TEXT PASSAGE:
Orange Juice Shortages on Horizon?

Freezing weather or hurricanes in central Florida may result in shortages and higher prices for orange juice and orange juice concentrate throughout the industry.

That’s according to Coca-Cola Co.’s re­port to SEC for the quarter ending Dec. 31, 2019. The company noted it primarily sourced its orange juice and orange juice concentrate from Florida and the South­ern Hemisphere, with significant inventory sourced from Brazil. Citrus greening dis­ease also reduced the number of trees and increased grower costs and price, which could compound issues stemming from weather events in the future.

Coca-Cola’s reliance upon Brazilian orange juice imports is a trend that is larger than just one company. Brazil was the lead­ing exporter to the U.S. for both the over 3.785-liter and under .946-liter frozen con­centrated orange juice (FCOJ) categories in the first month of 2020, according to Bureau of Census data.

U.S. importers brought in 2.5 million-gallons of FCOJ packaged in containers larger than 3.785 liters in the Jan. 1-Jan. 31 period, representing a 49% decrease when compared to Jan. 2019. The total worth shrank 45% to $28.5 million. Imports of Brazilian FCOJ totaled 1.6 million-gallons despite a 54% slump in imports during the period. Value remained relatively stable, dropping just 9% to $12.5 million.

For the FCOJ packaged in contain­ers under .946-liters category, the U.S. brought in about 66,000-gallons of product during the period, representing a 4% decrease compared to Jan. 2019. Total value dropped 10% to about $1.1. million. Brazilian FCOJ imports dropped 11% to 53,000 gallons with a corresponding 14% drop in val­ue to $977,000. Imports of Mexican FCOJ increased 47%, totaling 13,000 gallons valued at $102,000.

In the 2019-2020 season, USDA projected global orange juice production would drop 17% to 1.7 million-tons (65 degrees brix) as Brazil’s production tumbled. Consumption during the period was projected to be flat, with the global trade forecast lower. The agency predicted smaller imports for the U.S. and a sizable drop in Brazil’s exports.

Brazil’s production was forecast to drop 25% to 992,000 tons with fewer oranges for processing, which could complicate the U.S. import market. Consumption and stocks were both forecast slightly higher while exports are forecast 27% lower with the drop in production. Even with lower supplies, Brazil would remain the world’s largest producer and was expected to ac­count for over three-fourths of global or­ange juice exports.

Mexico’s production was projected up slightly to 196,000 tons on a rise in orang­es available for processing. Consumption remained stable while exports climbed, drawing down stocks. Production in the EU was projected down 16% to 81,000 tons on lower orange supply. Consumption was expected to remain steady as imports somewhat offset the decline in production. Brazil is the top orange juice supplier to the EU, which could affect the bloc’s market.

DATASET EXCERPTS:

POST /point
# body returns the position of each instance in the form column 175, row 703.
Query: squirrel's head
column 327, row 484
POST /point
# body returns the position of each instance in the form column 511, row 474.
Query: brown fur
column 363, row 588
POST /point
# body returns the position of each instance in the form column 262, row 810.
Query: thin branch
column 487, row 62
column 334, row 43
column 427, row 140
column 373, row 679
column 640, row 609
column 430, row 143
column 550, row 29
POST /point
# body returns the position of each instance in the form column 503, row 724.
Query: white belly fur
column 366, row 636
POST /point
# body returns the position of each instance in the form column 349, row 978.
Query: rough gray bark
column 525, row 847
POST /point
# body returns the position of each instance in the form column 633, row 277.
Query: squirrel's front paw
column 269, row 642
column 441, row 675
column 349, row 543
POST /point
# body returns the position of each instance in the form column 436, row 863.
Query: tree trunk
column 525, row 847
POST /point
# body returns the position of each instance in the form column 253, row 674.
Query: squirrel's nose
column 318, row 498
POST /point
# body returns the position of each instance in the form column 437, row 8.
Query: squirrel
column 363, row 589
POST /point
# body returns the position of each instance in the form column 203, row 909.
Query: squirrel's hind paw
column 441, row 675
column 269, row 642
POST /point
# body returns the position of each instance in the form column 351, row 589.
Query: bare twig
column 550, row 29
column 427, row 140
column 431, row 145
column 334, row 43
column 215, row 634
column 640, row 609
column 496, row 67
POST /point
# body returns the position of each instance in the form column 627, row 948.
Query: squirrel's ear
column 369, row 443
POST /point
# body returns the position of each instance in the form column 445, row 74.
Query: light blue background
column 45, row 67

THE REQUEST:
Copy the orange juice article word for word, starting at "U.S. importers brought" and ending at "valued at $102,000.". The lines come from a different source than the orange juice article.

FINISHED EXERCISE:
U.S. importers brought in 2.5 million-gallons of FCOJ packaged in containers larger than 3.785 liters in the Jan. 1-Jan. 31 period, representing a 49% decrease when compared to Jan. 2019. The total worth shrank 45% to $28.5 million. Imports of Brazilian FCOJ totaled 1.6 million-gallons despite a 54% slump in imports during the period. Value remained relatively stable, dropping just 9% to $12.5 million.

For the FCOJ packaged in contain­ers under .946-liters category, the U.S. brought in about 66,000-gallons of product during the period, representing a 4% decrease compared to Jan. 2019. Total value dropped 10% to about $1.1. million. Brazilian FCOJ imports dropped 11% to 53,000 gallons with a corresponding 14% drop in val­ue to $977,000. Imports of Mexican FCOJ increased 47%, totaling 13,000 gallons valued at $102,000.